WHAT THE TASK ASKS:
Copy the entries below in full, keeping them exactly as they are.

[Saved entries]
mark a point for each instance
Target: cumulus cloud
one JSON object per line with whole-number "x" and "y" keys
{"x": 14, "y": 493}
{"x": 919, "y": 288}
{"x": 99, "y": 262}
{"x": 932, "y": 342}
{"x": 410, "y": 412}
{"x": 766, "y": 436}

EXERCISE RESPONSE:
mark a point for each instance
Target: cumulus cloud
one JSON object per line with whole-number "x" and "y" keys
{"x": 14, "y": 493}
{"x": 919, "y": 288}
{"x": 99, "y": 262}
{"x": 932, "y": 342}
{"x": 410, "y": 412}
{"x": 766, "y": 436}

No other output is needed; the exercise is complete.